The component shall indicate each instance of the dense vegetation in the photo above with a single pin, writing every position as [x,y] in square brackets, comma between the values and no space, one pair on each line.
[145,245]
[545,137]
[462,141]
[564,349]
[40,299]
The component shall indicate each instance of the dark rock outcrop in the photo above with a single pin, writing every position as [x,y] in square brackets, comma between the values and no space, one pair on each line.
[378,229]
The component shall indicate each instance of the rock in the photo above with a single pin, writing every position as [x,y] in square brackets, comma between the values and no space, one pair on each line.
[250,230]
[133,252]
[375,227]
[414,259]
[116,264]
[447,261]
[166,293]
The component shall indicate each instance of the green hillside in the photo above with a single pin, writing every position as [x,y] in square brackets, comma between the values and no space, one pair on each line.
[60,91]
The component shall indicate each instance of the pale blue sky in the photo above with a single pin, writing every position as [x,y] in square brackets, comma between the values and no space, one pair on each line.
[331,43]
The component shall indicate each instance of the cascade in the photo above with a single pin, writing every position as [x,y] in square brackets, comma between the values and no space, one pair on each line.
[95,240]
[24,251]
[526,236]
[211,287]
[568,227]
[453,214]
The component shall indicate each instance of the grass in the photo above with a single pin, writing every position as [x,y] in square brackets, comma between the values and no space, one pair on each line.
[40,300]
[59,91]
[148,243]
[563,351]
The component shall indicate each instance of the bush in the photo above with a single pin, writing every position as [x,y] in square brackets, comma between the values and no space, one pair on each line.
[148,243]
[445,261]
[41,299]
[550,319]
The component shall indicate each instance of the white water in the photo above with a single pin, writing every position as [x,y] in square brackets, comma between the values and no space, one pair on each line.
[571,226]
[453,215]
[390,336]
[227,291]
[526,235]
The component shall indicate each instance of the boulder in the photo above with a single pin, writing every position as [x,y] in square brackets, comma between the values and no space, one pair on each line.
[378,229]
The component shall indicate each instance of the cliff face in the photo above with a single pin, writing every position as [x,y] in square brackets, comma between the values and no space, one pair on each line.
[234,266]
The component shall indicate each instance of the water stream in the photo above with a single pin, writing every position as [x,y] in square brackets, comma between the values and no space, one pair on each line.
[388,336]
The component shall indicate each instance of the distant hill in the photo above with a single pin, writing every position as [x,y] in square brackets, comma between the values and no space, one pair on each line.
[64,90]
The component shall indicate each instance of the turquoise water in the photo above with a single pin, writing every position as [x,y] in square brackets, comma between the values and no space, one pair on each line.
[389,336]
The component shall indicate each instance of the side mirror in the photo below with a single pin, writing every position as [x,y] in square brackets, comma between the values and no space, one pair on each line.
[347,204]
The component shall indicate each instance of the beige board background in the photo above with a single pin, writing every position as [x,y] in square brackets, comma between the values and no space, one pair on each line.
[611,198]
══════════
Copy the items exactly, from the line containing "The component shall indicate each instance of the distant" through the end of the items, both ends included.

The component shall indicate each instance of the distant hill in the photo above with a single pin, writing every position as [x,y] in square brackets, comma between the values and no space, one pair on each line.
[64,90]
The component shall indicate each instance of the turquoise water in the photo above with a single pin, writing every position as [x,y] in square brackets, comma between the values and no space, one pair on each line.
[389,336]
The component shall indicate each instance of the side mirror in the photo below with a single pin, writing every position as [x,y] in square brackets, comma between the values and no space, one pair on each line.
[347,204]
The component shall indicate each instance of the beige board background in the photo above with a single pin, writing every position as [x,y] in square brackets, comma between the values and no space, one pair on each line.
[611,198]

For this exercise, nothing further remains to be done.